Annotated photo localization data
------------------------------

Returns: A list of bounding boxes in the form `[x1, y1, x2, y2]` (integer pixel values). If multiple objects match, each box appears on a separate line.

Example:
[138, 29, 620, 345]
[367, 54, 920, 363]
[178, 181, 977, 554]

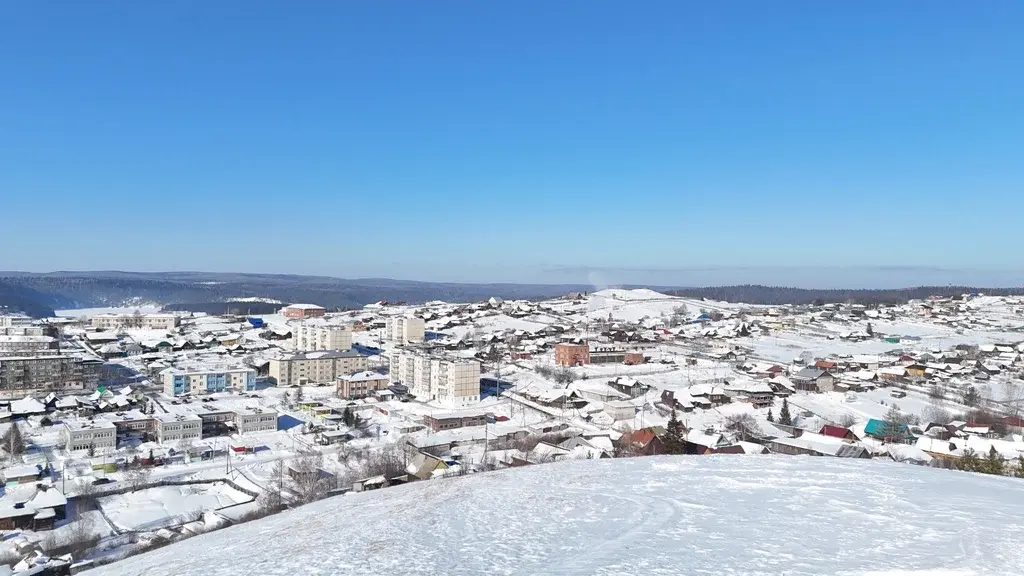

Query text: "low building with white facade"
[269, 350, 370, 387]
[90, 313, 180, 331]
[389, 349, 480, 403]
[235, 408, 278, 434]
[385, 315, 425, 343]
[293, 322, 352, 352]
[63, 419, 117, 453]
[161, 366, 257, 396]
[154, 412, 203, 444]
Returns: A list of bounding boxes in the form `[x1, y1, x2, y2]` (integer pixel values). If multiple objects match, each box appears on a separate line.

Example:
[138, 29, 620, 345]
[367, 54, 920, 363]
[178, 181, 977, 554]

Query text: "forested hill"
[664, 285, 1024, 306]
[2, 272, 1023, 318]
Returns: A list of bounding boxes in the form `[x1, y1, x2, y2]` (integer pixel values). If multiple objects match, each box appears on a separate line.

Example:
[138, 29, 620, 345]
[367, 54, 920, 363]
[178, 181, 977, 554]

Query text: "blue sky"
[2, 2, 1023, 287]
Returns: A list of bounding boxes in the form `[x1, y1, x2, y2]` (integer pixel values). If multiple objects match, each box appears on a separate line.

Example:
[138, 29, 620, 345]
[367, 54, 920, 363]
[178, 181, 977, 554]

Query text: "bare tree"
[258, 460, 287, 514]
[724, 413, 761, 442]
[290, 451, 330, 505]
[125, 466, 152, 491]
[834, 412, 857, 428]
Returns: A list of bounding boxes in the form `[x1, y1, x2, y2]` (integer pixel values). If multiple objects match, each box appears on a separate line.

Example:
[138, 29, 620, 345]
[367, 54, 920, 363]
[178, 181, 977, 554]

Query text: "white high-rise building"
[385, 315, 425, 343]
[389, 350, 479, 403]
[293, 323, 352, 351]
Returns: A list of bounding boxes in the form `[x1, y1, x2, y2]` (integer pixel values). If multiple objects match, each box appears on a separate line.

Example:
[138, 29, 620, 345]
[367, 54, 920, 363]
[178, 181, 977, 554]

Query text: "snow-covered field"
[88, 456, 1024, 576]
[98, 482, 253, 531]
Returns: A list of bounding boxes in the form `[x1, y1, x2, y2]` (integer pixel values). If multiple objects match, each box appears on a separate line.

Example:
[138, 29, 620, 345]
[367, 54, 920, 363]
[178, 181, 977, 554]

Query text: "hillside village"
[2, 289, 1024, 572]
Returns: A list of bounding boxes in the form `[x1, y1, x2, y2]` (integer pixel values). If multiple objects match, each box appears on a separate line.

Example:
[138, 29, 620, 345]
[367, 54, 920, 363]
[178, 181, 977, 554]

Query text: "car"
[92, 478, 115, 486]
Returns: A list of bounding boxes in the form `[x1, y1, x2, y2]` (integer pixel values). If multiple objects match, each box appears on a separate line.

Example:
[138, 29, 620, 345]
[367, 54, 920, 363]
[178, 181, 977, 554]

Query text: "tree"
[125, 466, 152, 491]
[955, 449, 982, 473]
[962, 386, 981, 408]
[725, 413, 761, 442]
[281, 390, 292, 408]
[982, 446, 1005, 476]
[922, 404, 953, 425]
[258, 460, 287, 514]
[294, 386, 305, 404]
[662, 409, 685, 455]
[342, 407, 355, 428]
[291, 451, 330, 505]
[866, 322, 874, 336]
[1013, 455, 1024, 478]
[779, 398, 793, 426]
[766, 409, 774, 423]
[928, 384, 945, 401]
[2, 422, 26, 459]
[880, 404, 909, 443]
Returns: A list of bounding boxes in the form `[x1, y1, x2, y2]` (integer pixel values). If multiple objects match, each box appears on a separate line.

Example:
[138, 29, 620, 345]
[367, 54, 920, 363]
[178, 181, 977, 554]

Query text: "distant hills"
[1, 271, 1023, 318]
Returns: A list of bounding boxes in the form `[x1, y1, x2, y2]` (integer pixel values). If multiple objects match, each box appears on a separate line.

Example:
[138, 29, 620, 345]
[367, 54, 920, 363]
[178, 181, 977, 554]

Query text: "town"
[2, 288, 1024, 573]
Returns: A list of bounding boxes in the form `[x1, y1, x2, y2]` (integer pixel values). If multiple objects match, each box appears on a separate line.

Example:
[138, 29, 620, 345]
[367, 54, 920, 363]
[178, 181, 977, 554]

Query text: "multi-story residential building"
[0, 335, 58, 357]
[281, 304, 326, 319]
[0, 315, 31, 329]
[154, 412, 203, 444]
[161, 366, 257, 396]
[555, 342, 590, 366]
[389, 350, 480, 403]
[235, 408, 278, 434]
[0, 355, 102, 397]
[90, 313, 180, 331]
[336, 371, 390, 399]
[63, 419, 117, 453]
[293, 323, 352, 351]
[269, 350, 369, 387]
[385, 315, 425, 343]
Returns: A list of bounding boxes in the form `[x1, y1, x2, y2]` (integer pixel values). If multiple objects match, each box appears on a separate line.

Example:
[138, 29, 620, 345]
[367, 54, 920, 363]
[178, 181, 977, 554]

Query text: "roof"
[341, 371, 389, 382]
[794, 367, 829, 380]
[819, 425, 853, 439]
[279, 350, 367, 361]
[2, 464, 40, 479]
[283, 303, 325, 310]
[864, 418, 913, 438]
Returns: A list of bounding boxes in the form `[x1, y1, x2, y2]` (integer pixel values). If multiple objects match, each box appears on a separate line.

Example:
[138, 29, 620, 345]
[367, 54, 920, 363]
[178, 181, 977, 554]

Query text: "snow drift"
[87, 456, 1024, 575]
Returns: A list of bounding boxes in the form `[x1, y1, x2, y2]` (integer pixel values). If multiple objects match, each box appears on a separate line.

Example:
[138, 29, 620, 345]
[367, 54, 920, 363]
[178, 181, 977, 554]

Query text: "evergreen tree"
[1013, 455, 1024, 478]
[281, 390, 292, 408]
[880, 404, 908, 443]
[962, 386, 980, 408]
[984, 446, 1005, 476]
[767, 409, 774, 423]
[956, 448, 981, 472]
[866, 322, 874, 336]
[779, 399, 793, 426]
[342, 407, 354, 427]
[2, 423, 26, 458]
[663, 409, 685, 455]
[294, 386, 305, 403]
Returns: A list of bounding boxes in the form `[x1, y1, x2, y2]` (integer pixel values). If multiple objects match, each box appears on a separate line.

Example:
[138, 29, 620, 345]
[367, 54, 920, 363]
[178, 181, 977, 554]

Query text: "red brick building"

------------------------------

#### [TASK OBJECTIVE]
Copy every record above exactly, leaving out the pictures.

#### [REPLY]
Returns: A list of bounding boxes in the form `[x1, y1, x2, y2]` (integer pixel values). If multiple objects match, each box appears on a separate line.

Example:
[138, 29, 620, 345]
[367, 54, 920, 363]
[178, 181, 977, 554]


Query text: "low building with white facade"
[269, 350, 370, 387]
[90, 313, 180, 331]
[389, 349, 480, 403]
[235, 408, 278, 434]
[385, 315, 425, 343]
[293, 322, 352, 352]
[63, 419, 117, 453]
[161, 366, 257, 396]
[154, 412, 203, 444]
Returns: A list of bounding boxes in the form `[x1, y1, x2, y2]` (integer pixel values). If multiple objects match, each box appears on a separate line.

Example:
[138, 29, 620, 345]
[367, 54, 920, 363]
[178, 181, 977, 554]

Query text: "forested hill"
[664, 285, 1024, 306]
[2, 272, 1023, 318]
Returns: A list of bounding boxes in the form `[x1, y1, x2, y2]` (integer pixel values). If multiple objects match, each box appears on a separate line.

Example:
[138, 29, 620, 345]
[367, 54, 920, 363]
[178, 181, 977, 554]

Query text: "blue sky"
[2, 2, 1023, 287]
Returns: A list of bounding boxes in the form `[x1, y1, x2, y2]` (integer pixel values). If multiple objects match, each box appears on a separate line.

Example:
[138, 29, 620, 345]
[367, 54, 920, 363]
[178, 181, 977, 554]

Query text: "bare tree"
[258, 460, 287, 514]
[724, 413, 761, 442]
[290, 451, 330, 505]
[125, 466, 152, 491]
[834, 412, 857, 428]
Returns: A list of bounding boxes in the form `[x1, y1, x2, y2]` (integer pixel values). If multiple objects match, each box appears on a separate line.

Example:
[138, 29, 620, 345]
[367, 54, 920, 363]
[178, 181, 977, 554]

Query text: "white high-rise building"
[385, 315, 425, 343]
[389, 350, 479, 403]
[293, 323, 352, 351]
Returns: A list of bounding boxes in the form `[x1, y1, x2, y2]` (integer pixel values). If multiple objects match, each box appears on a separate line.

Example:
[138, 29, 620, 345]
[367, 54, 920, 363]
[178, 181, 977, 554]

Query text: "snow-covered field"
[88, 456, 1024, 576]
[98, 482, 253, 531]
Returns: A list of bounding boxes in the form `[x1, y1, x2, y2]` (integer pixel values). If multiple objects match, each box appears on a separate line.

Example:
[138, 29, 620, 345]
[367, 54, 920, 363]
[178, 181, 977, 554]

Query text: "hillside village"
[2, 289, 1024, 572]
Returns: A list of bounding boxes in the form `[x1, y1, x2, y2]` (integer pixel values). If multiple objects match, each box appears on a separate line.

Example:
[138, 29, 620, 345]
[367, 54, 920, 363]
[178, 181, 977, 554]

Query text: "car"
[92, 478, 115, 486]
Returns: A list of bounding boxes in the form `[x1, y1, x2, y2]` (integer pixel values). If multiple objects match, each box appears on a separate line.

Example:
[138, 29, 620, 345]
[367, 54, 920, 363]
[178, 181, 977, 554]

Query text: "tree"
[125, 466, 152, 491]
[955, 449, 982, 473]
[962, 386, 981, 408]
[725, 413, 761, 442]
[281, 390, 292, 408]
[982, 446, 1005, 476]
[922, 404, 953, 425]
[258, 460, 287, 514]
[294, 386, 305, 404]
[662, 409, 685, 455]
[342, 407, 355, 428]
[291, 451, 330, 505]
[866, 322, 874, 336]
[1013, 455, 1024, 478]
[779, 398, 793, 426]
[766, 409, 774, 423]
[928, 384, 945, 401]
[2, 422, 26, 459]
[880, 404, 909, 443]
Returns: A list of bounding boxes in the form `[x1, y1, x2, y2]` (integer pixel values). If multiple objects match, each box appears on a separate line.

Example:
[138, 29, 620, 345]
[367, 54, 920, 363]
[178, 181, 977, 554]

Query text: "distant hills"
[1, 271, 1023, 318]
Returns: A list of bounding boxes in the form `[x1, y1, x2, y2]` (integer pixel values). If multiple objects match, each box appears on a separate line.

Example:
[138, 29, 620, 345]
[367, 54, 920, 363]
[178, 181, 977, 554]

Query text: "town"
[2, 288, 1024, 573]
Returns: A list of bounding boxes in the form `[x1, y1, x2, y2]` (integer pixel values). If multiple objects match, each box appears on a separate line.

Example:
[138, 29, 620, 345]
[367, 54, 920, 363]
[178, 181, 977, 554]

Query text: "multi-story residential building"
[0, 335, 58, 357]
[281, 304, 326, 319]
[0, 315, 31, 329]
[154, 412, 203, 444]
[161, 366, 257, 396]
[555, 342, 590, 366]
[389, 350, 480, 403]
[235, 408, 278, 434]
[0, 355, 102, 397]
[90, 313, 180, 331]
[336, 371, 390, 399]
[63, 419, 117, 453]
[293, 323, 352, 351]
[269, 350, 369, 387]
[385, 315, 425, 343]
Returns: A list of bounding boxes in the form `[x1, y1, x2, y2]` (integer pixel values). If multiple objects match, each box appears on a separate line.

Example:
[138, 29, 620, 345]
[367, 54, 920, 363]
[178, 181, 977, 554]

Query text: "roof"
[341, 371, 389, 382]
[794, 367, 829, 380]
[819, 425, 853, 439]
[279, 350, 367, 361]
[2, 464, 40, 479]
[283, 303, 325, 310]
[864, 418, 913, 438]
Returns: A list of bounding boxes in the form `[x1, y1, x2, y2]` (integer pixel values). If multiple objects match, each box appears on a separate line.

Example:
[138, 29, 620, 345]
[367, 54, 920, 363]
[178, 181, 977, 554]

Query text: "snow drift"
[87, 456, 1024, 575]
Returns: A list of bounding boxes in the form `[x1, y1, x2, y2]` (integer pixel values). If multiple objects match, each box appears on a separate line.

Example:
[138, 29, 620, 345]
[367, 54, 920, 363]
[178, 181, 977, 554]

Query text: "evergreen tree"
[1013, 455, 1024, 478]
[281, 390, 292, 408]
[880, 404, 908, 443]
[962, 386, 980, 408]
[984, 446, 1005, 476]
[767, 409, 774, 423]
[956, 448, 981, 472]
[866, 322, 874, 336]
[779, 399, 793, 426]
[342, 407, 354, 427]
[2, 423, 26, 458]
[663, 409, 685, 455]
[294, 386, 305, 403]
Returns: A list of bounding boxes in the form `[x1, y1, x2, y2]` (integer pixel values). If multiple objects match, each box appears on a separate line.

Example:
[138, 29, 620, 345]
[367, 54, 920, 363]
[178, 181, 977, 554]

Query text: "red brick building"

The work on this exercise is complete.